SOURCE DOCUMENT.
⟨
Other Rastafarian attitudes and beliefs are blocking more Rastas from embracing orthodox Christianity as their own—but these too are being challenged.

Rastas object strongly to the name Jesus, preferring Yesus, Yeshua, or Kristos because the first ship commissioned to begin the British slave trade was the S.S. Jesus of Lubbock. Rastas suspect the conciliatory motives of Christian churches that historically permitted the conquest of the Americas and black slavery. Christians need to separate Yeshua from the oppression done in his name.

Christian Reggae songs like Carlene Davis and Papa San's "Wish I Knew Then (what I know now / how sweet the name of Jesus sounds)" reach out to Rastas with a new understanding of the name above all names. But caution when using the name of Jesus among Rastas is still recommended.

Rastas also need to drop their idea that the Pope is the Antichrist. The idea originated with the Pope's blessing of Mussolini's troops on their way to conquer Ethiopia, Rastafari's spiritual homeland. A sincere apology and some act of penance from the Roman Catholic Church is definitely in order.

Conservative Rastas, like the Bobo Dreads, need to reexamine their subjugation of women to the extent that menstruating women can be enclosed in-house and fed through a small aperture for a 21-day period each month. The Rasta male propensity for polygyny (serial unmarried mates) must also cease. Rastas insist that promiscuity, child abuse, and homosexuality in Christian churches must also end if Rastafarians are to take Christians seriously.

The Rastafarian use of cannabis (called ganja) is also a great barrier for Christians. Some Rastas, like the outspoken Mutabaruka in his poem "Dispel the Lie," are already critiquing this addictive blight. As Marcus Garvey campaigned against ganja and Haile Selassie outlawed its use in Ethiopia, the Church at large rejects it.
⟩
WORK TO DO.
1) In the passage on Rastafarians and Christianity, which names do Rastas prefer to the name Jesus?
2) Reproduce word for word everything in the entries below from the line containing "I'd be grateful if you could outline the cloud" down to the line containing "[0,260,11,270]", with both of those lines included.

RECORDS FOR THE EXERCISE.
⟨
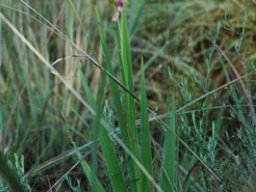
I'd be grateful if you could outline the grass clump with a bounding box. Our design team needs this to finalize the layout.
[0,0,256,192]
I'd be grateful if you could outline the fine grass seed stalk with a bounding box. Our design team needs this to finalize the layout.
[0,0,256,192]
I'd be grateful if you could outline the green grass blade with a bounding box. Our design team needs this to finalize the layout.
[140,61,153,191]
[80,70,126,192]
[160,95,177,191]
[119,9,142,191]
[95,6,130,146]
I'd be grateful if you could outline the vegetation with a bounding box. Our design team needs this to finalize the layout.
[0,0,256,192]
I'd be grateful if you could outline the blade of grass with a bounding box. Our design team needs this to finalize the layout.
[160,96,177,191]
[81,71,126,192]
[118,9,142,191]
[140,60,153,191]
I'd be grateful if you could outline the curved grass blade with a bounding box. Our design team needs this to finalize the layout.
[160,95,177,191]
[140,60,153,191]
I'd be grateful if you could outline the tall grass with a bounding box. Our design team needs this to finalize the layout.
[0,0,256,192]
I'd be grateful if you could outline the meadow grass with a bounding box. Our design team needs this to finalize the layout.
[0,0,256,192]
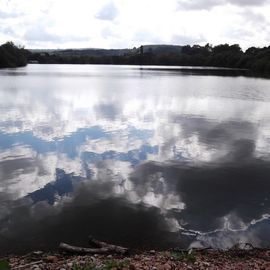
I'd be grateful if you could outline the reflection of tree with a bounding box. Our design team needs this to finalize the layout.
⟩
⟨
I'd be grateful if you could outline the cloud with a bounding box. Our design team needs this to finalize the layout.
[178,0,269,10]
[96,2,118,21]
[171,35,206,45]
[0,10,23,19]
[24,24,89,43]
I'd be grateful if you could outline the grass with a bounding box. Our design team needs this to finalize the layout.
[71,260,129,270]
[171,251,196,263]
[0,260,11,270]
⟩
SOLUTION SET.
1) Yesus, Yeshua, or Kristos.

2)
I'd be grateful if you could outline the cloud with a bounding box. Our design team needs this to finalize the layout.
[178,0,269,10]
[96,2,118,21]
[171,35,206,45]
[0,10,23,19]
[24,24,89,43]
I'd be grateful if you could outline the grass with a bounding box. Our design team needs this to finalize the layout.
[71,260,129,270]
[171,251,196,263]
[0,260,11,270]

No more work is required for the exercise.